Copy the passage on local-symmetry averaging word for word, starting at "The local-symmetry averaging demonstrates" and ending at "of the capsomeres.".

EXTRACTED TEXT.
=== Begin Enclosure ===

The local-symmetry averaging procedure was used to extend phases from 30 to 22.5 Å resolution. After 30 cycles of extension and refinement, the R factors between the calculated and observed amplitudes for the five- and sixfold local-symmetry averaging were 17.6 and 18.5% respectively, which should be compared with the R factor of 14% obtained by refinement with icosahedral constraints alone. The R factor rises with the imposition of local symmetry because an additional constraint has been applied to the phases. The fivefold local averaging gives a slightly lower R factor than the sixfold symmetry. Comparison of the electron density maps of the fivefold and sixfold local-symmetry-averaged maps (Fig. 6a,b) shows that the fivefold substructure in the capsomeres has been enhanced, whereas no sixfold substructure has been generated. Removal of the sixfold local-symmetry constraint on the phase refinement results in a rapid regeneration of the fivefold substructure in the hexavalent unit. After four cycles of conventional icosahedral noncrystallographic refinement, the fivefold substructure in the hexavalent unit has almost returned to that obtained by normal phase extension and refinement (Fig. 6c).
The local-symmetry averaging demonstrates that the fivefold substructure observed in the icosahedrally averaged maps is a real feature of the diffraction amplitudes. The application of local fivefold symmetry on the protruding portion of the hexavalent unit cannot be considered as a genuine additional phase constraint because there is no requirement that the local symmetry is exact even if the five subunits are chemically identical. The small difference in R factor between the five- and sixfold symmetry averaging is an indication that the substructure at this resolution does not contribute substantially to the diffraction amplitudes. The major contribution to the amplitudes of the diffraction pattern still arises from the coarse density distribution of the capsomeres.

=== End Enclosure ===

SUPPLIED INFORMATION.
=== Begin Enclosure ===

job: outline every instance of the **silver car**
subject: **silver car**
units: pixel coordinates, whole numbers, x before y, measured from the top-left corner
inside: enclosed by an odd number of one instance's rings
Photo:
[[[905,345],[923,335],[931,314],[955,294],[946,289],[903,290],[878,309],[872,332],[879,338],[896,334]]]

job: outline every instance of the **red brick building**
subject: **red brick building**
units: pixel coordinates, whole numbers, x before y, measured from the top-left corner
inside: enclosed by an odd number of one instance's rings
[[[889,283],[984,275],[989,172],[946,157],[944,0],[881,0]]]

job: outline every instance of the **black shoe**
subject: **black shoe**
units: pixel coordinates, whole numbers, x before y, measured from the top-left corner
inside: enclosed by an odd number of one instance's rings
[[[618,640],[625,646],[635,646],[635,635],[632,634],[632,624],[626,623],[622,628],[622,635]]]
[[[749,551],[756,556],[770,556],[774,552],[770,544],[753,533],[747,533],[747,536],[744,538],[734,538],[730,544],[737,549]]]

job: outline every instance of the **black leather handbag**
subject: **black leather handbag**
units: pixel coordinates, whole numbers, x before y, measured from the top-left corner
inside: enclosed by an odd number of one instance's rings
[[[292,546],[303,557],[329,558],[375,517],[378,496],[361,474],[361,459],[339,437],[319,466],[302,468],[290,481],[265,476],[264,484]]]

=== End Enclosure ===

RESPONSE TO THE EXERCISE.
The local-symmetry averaging demonstrates that the fivefold substructure observed in the icosahedrally averaged maps is a real feature of the diffraction amplitudes. The application of local fivefold symmetry on the protruding portion of the hexavalent unit cannot be considered as a genuine additional phase constraint because there is no requirement that the local symmetry is exact even if the five subunits are chemically identical. The small difference in R factor between the five- and sixfold symmetry averaging is an indication that the substructure at this resolution does not contribute substantially to the diffraction amplitudes. The major contribution to the amplitudes of the diffraction pattern still arises from the coarse density distribution of the capsomeres.